[Named-object pointing records]
+++

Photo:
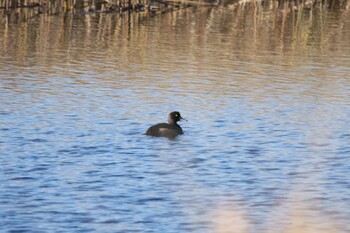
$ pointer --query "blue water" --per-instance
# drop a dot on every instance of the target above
(267, 132)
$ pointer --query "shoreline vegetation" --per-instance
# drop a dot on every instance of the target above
(32, 8)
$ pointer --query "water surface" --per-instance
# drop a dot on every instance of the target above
(266, 92)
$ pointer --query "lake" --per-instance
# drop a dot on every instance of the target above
(265, 90)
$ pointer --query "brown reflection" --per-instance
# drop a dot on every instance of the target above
(263, 45)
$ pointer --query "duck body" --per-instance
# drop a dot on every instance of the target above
(169, 130)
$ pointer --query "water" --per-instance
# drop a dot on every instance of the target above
(266, 145)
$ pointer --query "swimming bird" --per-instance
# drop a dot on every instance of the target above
(170, 129)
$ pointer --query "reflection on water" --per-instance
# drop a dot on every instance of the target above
(266, 149)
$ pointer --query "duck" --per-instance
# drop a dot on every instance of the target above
(170, 129)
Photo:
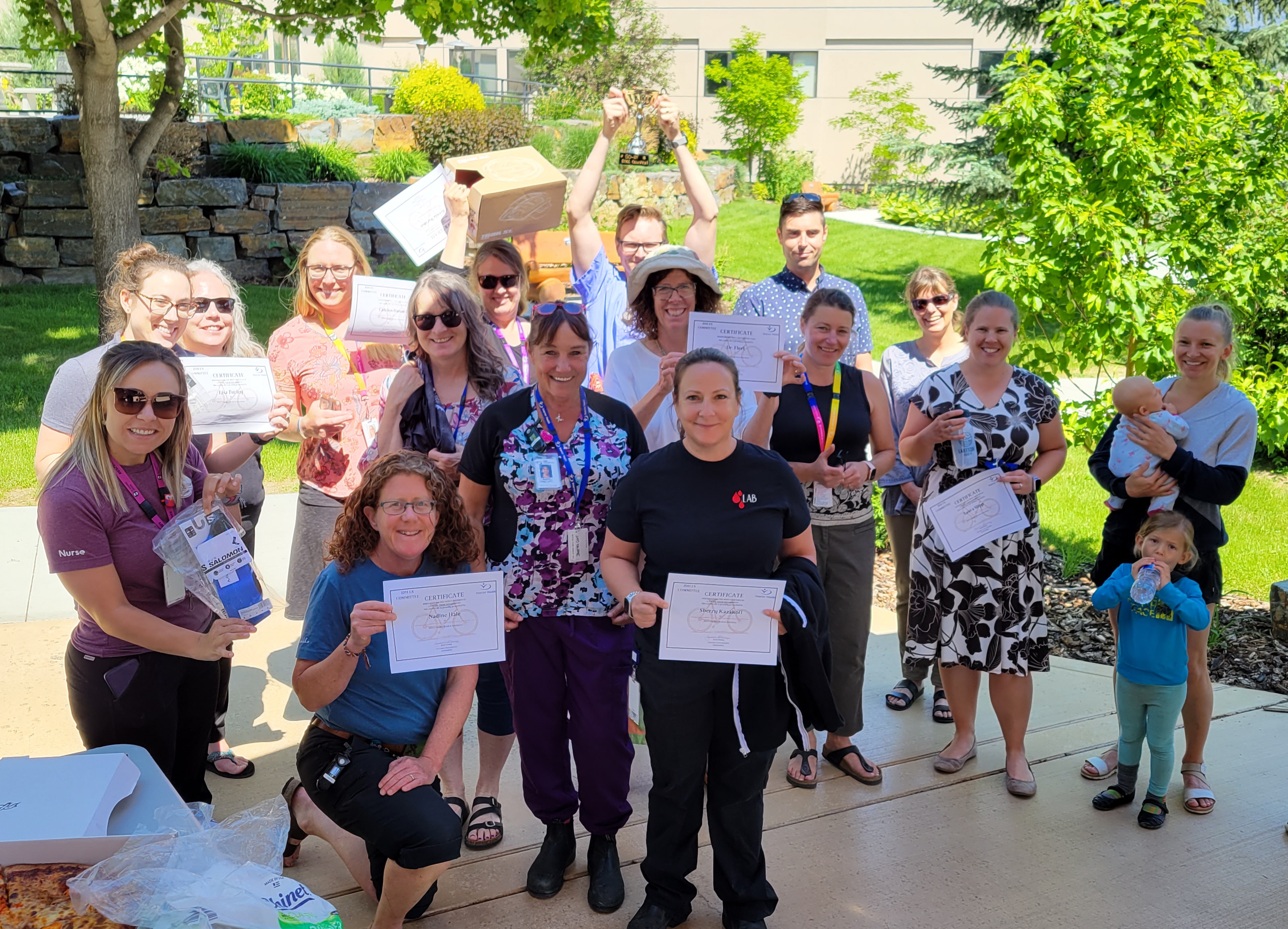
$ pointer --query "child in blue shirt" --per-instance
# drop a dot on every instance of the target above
(1152, 660)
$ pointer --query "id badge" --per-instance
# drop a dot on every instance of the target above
(174, 591)
(548, 476)
(579, 544)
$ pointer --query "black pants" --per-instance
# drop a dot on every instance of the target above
(688, 714)
(414, 829)
(161, 703)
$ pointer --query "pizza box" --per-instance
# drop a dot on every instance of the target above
(512, 193)
(88, 806)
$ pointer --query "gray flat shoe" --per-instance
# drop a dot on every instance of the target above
(951, 766)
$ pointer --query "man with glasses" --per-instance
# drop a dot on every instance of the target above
(641, 230)
(802, 234)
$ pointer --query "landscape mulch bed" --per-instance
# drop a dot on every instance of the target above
(1245, 654)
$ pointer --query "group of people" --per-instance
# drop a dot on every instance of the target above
(581, 450)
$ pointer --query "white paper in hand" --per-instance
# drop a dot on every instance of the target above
(379, 310)
(418, 217)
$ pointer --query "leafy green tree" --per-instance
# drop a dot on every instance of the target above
(1144, 173)
(759, 100)
(98, 35)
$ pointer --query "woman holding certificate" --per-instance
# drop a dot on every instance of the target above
(369, 762)
(711, 506)
(328, 379)
(983, 610)
(548, 459)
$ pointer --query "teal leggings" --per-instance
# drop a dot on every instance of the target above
(1149, 712)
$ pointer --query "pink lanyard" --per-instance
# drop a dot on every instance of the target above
(149, 509)
(523, 348)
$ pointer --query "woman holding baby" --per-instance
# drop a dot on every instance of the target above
(1192, 440)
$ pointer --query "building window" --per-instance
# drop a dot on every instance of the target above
(806, 65)
(723, 57)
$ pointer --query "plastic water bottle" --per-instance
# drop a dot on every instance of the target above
(964, 448)
(1145, 586)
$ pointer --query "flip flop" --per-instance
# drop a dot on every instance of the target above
(806, 770)
(835, 759)
(249, 771)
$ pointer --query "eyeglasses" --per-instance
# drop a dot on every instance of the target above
(666, 292)
(938, 299)
(396, 508)
(160, 306)
(340, 272)
(132, 401)
(637, 248)
(425, 323)
(225, 305)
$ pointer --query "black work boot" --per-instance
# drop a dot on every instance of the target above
(607, 890)
(559, 850)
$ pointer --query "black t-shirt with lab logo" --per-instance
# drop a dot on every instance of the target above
(724, 518)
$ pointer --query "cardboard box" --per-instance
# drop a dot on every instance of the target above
(153, 806)
(512, 193)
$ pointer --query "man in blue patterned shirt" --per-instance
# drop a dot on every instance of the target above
(802, 232)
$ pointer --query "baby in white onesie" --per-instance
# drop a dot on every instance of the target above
(1142, 397)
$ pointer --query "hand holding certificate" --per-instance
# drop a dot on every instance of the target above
(750, 341)
(446, 622)
(721, 620)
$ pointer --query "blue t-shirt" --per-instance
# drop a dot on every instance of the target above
(375, 704)
(1151, 640)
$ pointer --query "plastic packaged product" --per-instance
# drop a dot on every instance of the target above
(1145, 586)
(210, 556)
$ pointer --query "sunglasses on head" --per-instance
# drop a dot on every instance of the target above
(425, 321)
(132, 401)
(938, 299)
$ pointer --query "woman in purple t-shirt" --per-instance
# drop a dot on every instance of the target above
(142, 667)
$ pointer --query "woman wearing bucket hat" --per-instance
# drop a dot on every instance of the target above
(662, 292)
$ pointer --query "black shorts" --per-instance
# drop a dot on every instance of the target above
(1206, 574)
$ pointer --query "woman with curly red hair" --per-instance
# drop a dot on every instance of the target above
(405, 520)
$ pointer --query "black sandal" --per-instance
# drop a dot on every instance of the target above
(905, 701)
(804, 754)
(835, 759)
(487, 807)
(941, 714)
(1152, 819)
(297, 837)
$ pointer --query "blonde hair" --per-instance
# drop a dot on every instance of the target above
(1223, 319)
(131, 270)
(89, 453)
(243, 344)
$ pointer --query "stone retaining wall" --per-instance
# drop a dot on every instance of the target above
(250, 229)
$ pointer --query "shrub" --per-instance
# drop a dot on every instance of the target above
(447, 134)
(398, 165)
(433, 89)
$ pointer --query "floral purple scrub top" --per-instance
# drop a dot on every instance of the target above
(529, 535)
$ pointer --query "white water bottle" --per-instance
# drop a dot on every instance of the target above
(964, 449)
(1145, 586)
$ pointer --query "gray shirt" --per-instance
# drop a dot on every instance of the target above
(903, 368)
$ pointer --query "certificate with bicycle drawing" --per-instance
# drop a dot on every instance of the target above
(446, 622)
(230, 395)
(721, 620)
(750, 341)
(974, 513)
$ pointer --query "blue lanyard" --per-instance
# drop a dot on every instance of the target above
(549, 435)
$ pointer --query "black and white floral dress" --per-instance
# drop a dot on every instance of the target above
(986, 610)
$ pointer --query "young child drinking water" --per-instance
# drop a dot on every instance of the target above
(1152, 659)
(1142, 397)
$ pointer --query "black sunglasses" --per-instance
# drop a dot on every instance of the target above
(132, 401)
(425, 321)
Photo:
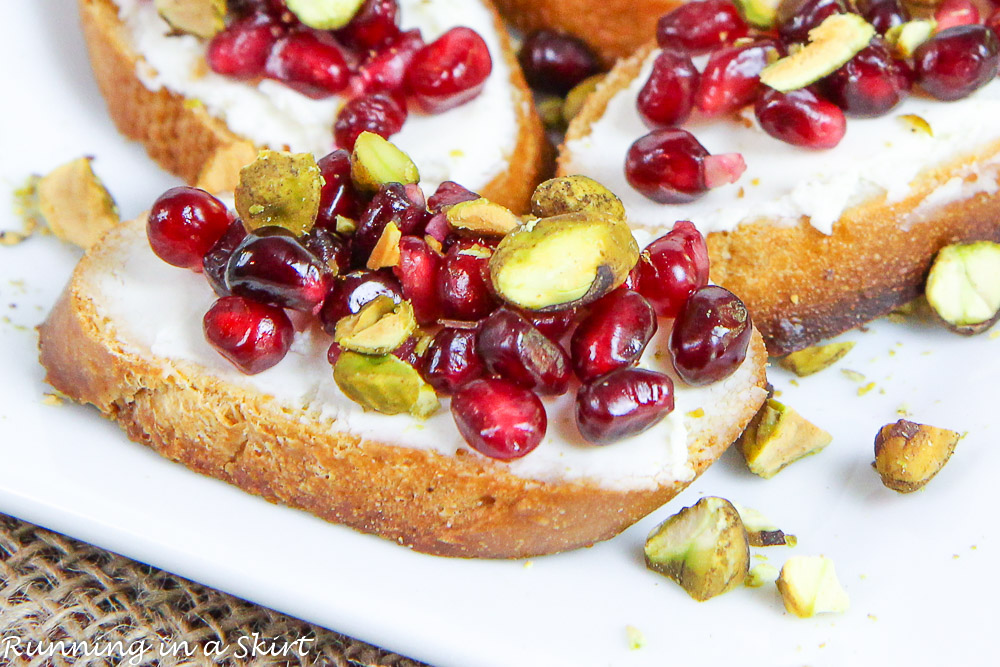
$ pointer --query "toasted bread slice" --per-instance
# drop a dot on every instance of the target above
(185, 138)
(803, 283)
(126, 337)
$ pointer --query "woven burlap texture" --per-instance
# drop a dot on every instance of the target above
(56, 588)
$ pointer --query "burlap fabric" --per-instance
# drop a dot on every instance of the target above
(55, 588)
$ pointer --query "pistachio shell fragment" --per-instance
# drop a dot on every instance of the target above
(201, 18)
(564, 261)
(572, 194)
(280, 190)
(703, 548)
(378, 328)
(376, 162)
(384, 384)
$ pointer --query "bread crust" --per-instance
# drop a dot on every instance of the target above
(461, 505)
(186, 140)
(802, 285)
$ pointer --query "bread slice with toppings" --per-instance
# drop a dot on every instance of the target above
(126, 337)
(494, 143)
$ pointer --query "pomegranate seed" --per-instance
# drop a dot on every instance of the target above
(801, 118)
(511, 347)
(451, 361)
(241, 50)
(710, 337)
(699, 27)
(870, 84)
(338, 196)
(464, 286)
(668, 166)
(184, 224)
(379, 113)
(351, 292)
(555, 61)
(254, 337)
(217, 258)
(622, 403)
(732, 76)
(672, 267)
(449, 71)
(419, 271)
(668, 96)
(958, 61)
(614, 334)
(797, 17)
(498, 418)
(308, 63)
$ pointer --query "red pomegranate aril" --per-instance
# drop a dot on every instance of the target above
(451, 360)
(555, 62)
(352, 291)
(419, 272)
(511, 347)
(732, 76)
(668, 166)
(253, 336)
(241, 50)
(279, 271)
(672, 267)
(870, 84)
(622, 403)
(449, 71)
(498, 418)
(309, 63)
(699, 27)
(801, 118)
(668, 95)
(217, 258)
(958, 61)
(184, 224)
(379, 113)
(710, 337)
(614, 334)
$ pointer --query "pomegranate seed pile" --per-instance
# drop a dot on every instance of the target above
(381, 70)
(495, 360)
(670, 166)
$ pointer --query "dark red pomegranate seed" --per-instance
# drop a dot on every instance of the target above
(419, 272)
(669, 166)
(614, 334)
(351, 292)
(801, 118)
(710, 337)
(699, 27)
(464, 285)
(870, 84)
(498, 418)
(555, 61)
(732, 76)
(668, 95)
(254, 337)
(958, 61)
(510, 346)
(449, 71)
(672, 267)
(338, 196)
(184, 224)
(217, 258)
(451, 361)
(241, 50)
(309, 63)
(279, 271)
(379, 113)
(622, 403)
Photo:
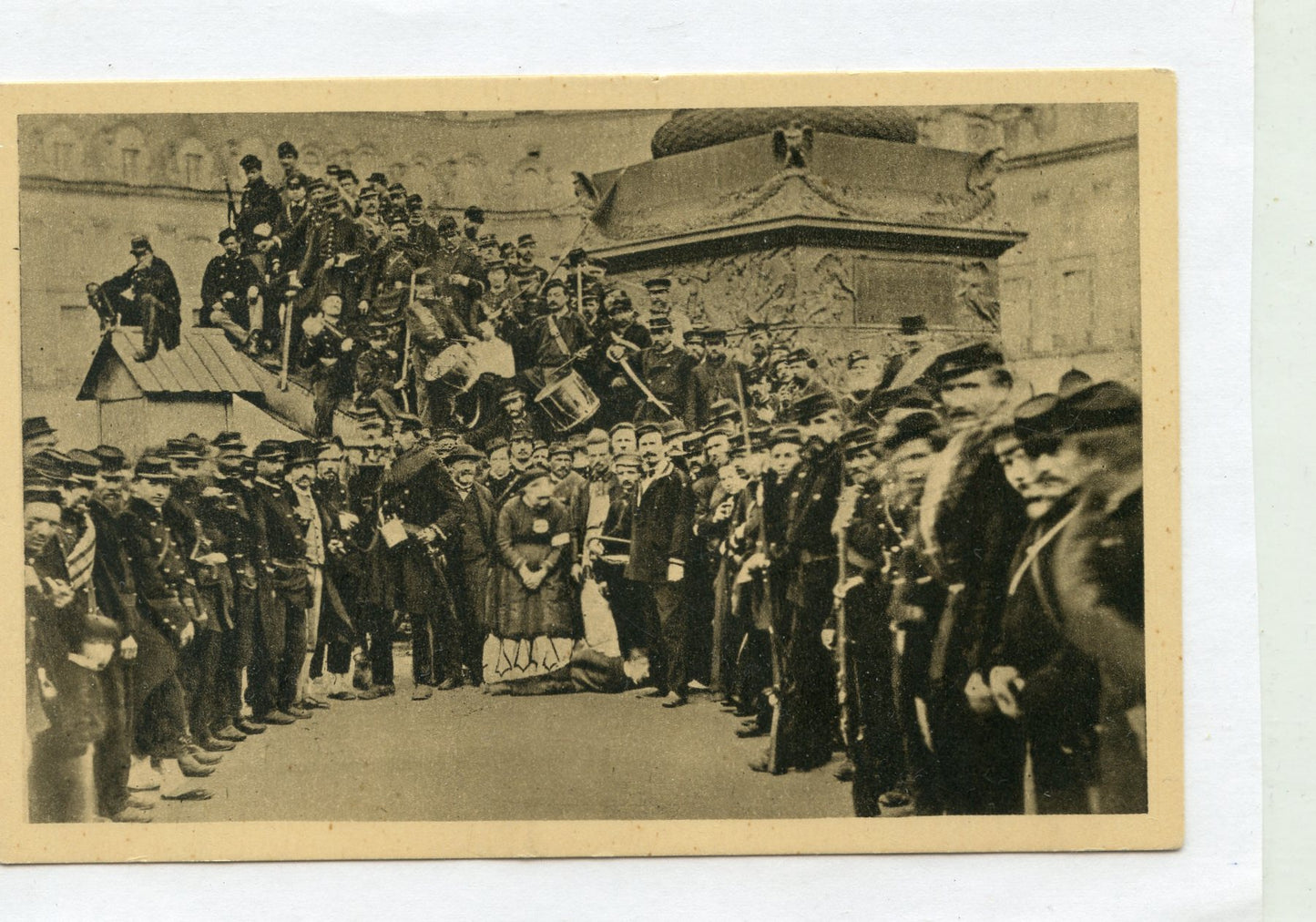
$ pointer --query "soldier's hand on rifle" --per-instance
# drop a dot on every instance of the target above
(842, 589)
(1005, 684)
(61, 593)
(979, 694)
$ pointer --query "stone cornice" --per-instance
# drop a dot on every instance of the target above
(1076, 151)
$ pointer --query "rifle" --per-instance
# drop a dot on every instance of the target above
(233, 209)
(842, 673)
(777, 694)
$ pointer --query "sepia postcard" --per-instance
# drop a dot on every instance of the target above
(591, 466)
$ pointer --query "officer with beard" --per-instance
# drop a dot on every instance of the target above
(116, 599)
(1038, 677)
(470, 561)
(157, 555)
(148, 295)
(284, 591)
(970, 523)
(808, 555)
(718, 377)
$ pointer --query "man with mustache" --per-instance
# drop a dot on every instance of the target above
(970, 523)
(659, 541)
(284, 591)
(157, 553)
(1038, 677)
(470, 564)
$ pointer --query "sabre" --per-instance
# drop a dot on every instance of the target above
(411, 306)
(644, 387)
(287, 342)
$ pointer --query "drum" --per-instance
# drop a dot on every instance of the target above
(567, 401)
(454, 366)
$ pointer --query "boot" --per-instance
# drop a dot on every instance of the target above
(177, 788)
(141, 776)
(191, 767)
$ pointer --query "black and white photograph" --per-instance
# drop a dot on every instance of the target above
(574, 464)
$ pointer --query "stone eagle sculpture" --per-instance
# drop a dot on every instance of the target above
(791, 145)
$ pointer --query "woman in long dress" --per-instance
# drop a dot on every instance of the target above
(532, 631)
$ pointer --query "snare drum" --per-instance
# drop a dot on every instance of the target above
(567, 401)
(454, 366)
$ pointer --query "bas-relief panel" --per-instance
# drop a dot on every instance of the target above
(811, 292)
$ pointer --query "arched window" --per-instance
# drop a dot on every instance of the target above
(64, 151)
(311, 161)
(130, 161)
(195, 168)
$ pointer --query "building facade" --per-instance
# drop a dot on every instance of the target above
(1069, 294)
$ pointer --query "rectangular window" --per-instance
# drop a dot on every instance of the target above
(1074, 323)
(889, 289)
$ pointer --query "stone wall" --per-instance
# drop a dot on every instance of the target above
(89, 182)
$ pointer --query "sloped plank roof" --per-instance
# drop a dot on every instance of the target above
(204, 363)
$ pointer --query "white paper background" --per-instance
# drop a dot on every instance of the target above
(1206, 42)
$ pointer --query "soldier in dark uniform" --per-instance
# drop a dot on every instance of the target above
(386, 284)
(374, 600)
(147, 295)
(458, 280)
(327, 353)
(659, 297)
(292, 224)
(470, 560)
(67, 644)
(665, 368)
(378, 369)
(157, 555)
(718, 377)
(618, 339)
(422, 235)
(260, 201)
(284, 591)
(970, 522)
(525, 272)
(556, 337)
(1038, 676)
(232, 532)
(875, 519)
(289, 157)
(334, 253)
(807, 552)
(230, 282)
(500, 476)
(659, 546)
(116, 599)
(419, 497)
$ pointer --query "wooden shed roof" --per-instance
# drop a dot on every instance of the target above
(204, 363)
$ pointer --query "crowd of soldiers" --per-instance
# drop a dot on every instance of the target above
(932, 573)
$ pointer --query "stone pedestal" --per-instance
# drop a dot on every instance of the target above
(831, 236)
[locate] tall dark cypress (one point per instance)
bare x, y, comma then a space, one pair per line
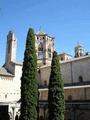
29, 87
56, 91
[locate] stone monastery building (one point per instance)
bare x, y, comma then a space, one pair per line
75, 72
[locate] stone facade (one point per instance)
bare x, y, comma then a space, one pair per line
75, 73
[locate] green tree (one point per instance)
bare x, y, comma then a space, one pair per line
29, 86
56, 104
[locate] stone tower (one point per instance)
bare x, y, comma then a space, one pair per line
11, 48
79, 51
44, 48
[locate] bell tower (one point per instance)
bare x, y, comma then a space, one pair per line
44, 47
11, 48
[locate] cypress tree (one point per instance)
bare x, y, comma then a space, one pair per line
29, 87
56, 91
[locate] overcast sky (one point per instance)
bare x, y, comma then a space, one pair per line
66, 20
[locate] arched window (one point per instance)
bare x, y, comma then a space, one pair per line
49, 51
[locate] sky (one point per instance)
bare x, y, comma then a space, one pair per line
66, 20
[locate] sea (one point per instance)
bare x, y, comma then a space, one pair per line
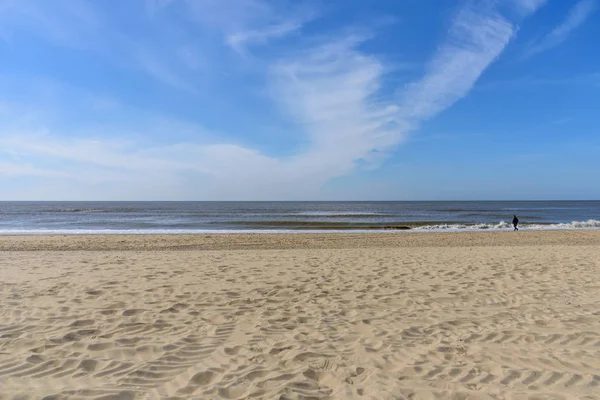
292, 217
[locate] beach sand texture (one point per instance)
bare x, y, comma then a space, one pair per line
380, 316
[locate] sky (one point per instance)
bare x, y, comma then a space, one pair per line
299, 100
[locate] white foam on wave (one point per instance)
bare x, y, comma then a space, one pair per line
502, 225
336, 213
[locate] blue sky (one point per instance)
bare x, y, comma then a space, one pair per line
290, 100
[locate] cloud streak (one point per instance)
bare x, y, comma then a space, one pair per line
331, 90
576, 17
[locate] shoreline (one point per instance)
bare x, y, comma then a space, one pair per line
473, 315
266, 241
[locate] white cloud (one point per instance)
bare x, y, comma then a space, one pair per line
250, 22
476, 38
332, 90
577, 15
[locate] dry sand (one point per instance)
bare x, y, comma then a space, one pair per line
497, 315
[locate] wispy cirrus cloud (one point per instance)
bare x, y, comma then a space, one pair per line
576, 17
251, 22
332, 90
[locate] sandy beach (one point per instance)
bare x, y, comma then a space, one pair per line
492, 315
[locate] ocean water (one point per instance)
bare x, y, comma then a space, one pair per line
289, 217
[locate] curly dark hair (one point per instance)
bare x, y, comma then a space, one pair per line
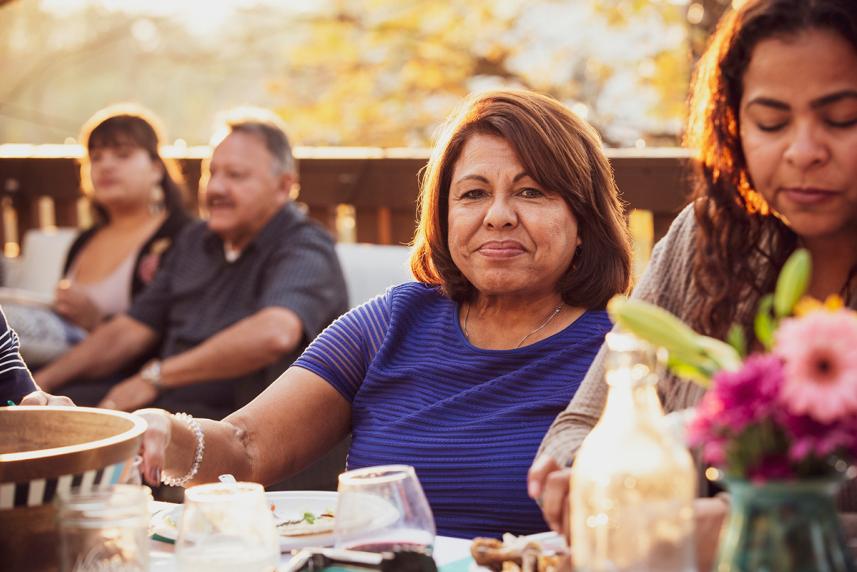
134, 125
740, 245
562, 153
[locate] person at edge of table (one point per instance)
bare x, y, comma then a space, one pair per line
521, 243
239, 297
16, 382
138, 206
775, 123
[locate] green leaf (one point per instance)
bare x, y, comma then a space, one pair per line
764, 325
792, 282
737, 339
690, 372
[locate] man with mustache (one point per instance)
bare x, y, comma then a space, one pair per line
238, 298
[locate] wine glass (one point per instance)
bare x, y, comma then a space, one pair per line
227, 526
383, 509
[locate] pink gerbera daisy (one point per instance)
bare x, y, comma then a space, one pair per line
820, 354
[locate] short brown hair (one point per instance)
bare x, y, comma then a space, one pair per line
134, 125
562, 153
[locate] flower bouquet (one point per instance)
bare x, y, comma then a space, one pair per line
779, 423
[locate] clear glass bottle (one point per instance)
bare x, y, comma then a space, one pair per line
632, 485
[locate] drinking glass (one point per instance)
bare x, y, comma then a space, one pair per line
383, 509
225, 527
104, 528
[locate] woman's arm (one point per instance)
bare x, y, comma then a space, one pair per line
293, 422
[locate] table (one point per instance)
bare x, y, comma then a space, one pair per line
451, 554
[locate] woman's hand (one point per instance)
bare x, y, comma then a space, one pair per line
42, 398
548, 485
156, 439
73, 304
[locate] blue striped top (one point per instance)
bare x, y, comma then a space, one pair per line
469, 420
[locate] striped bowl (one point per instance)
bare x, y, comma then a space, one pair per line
48, 449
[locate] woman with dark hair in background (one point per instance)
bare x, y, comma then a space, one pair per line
138, 206
774, 121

+++

Set down only these lines, exactly: the line containing "[locate] clear glass" and each line after it, through the end of the listing.

[locate] clear glass bottle (one point per instance)
bare x, y, comma then a space, one pair per line
632, 485
[locate] drinking glass (one point per instance)
bare x, y, comma then a space, one pair per line
383, 509
225, 527
104, 528
[locate] woman's arm (one point per instance)
bare x, y, comma then a space, one pair per line
293, 422
[locate] table (one point per instance)
bare x, y, comma then a space, one pair per line
451, 554
[locate] woman's hand (one point per instance)
bare x, y, comma then a space, one pair per line
42, 398
548, 485
156, 439
73, 304
[locate] blue striped top (one point per instance)
bare x, y, comma then a space, one pair per line
469, 420
[locate] striped bowl (one point per instance)
bare x, y, comma then a space, one pair per line
48, 449
[locate] woman with dark hair in background (one point per instance)
bare x, y, comma then a space, one pair per line
138, 206
774, 121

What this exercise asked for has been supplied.